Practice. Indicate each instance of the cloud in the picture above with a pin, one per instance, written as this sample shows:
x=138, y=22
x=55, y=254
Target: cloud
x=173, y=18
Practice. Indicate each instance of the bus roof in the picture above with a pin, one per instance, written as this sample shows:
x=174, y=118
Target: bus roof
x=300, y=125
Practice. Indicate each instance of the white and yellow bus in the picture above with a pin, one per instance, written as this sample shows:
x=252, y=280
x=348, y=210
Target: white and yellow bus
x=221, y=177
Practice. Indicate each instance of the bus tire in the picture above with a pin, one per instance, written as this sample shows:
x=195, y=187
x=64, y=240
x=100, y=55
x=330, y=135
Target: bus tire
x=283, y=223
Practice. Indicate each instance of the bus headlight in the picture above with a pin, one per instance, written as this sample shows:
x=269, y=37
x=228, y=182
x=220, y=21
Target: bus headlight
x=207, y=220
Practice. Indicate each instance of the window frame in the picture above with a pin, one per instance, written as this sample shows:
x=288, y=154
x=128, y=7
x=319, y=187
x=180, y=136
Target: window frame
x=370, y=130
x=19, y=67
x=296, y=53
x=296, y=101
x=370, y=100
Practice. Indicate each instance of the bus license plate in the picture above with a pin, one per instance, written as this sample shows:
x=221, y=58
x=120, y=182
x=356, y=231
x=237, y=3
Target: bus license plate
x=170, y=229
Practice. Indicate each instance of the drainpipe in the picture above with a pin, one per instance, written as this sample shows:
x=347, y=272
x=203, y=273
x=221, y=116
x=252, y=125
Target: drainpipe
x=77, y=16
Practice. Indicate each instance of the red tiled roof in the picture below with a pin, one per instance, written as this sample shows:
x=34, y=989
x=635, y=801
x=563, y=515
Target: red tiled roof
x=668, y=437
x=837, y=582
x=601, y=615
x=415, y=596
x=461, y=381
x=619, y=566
---
## TASK BRIEF
Copy exactly. Start at the line containing "Practice. Indicate each instance of the red" and continue through the last line of the records.

## SOLUTION TO THE EXERCISE
Practice. Indicate each instance of the red tiled roof in the picture below with a pin, one per instance, written as this sample shows:
x=34, y=989
x=635, y=801
x=563, y=515
Target: red tiled roof
x=668, y=437
x=837, y=582
x=601, y=615
x=415, y=596
x=461, y=381
x=619, y=566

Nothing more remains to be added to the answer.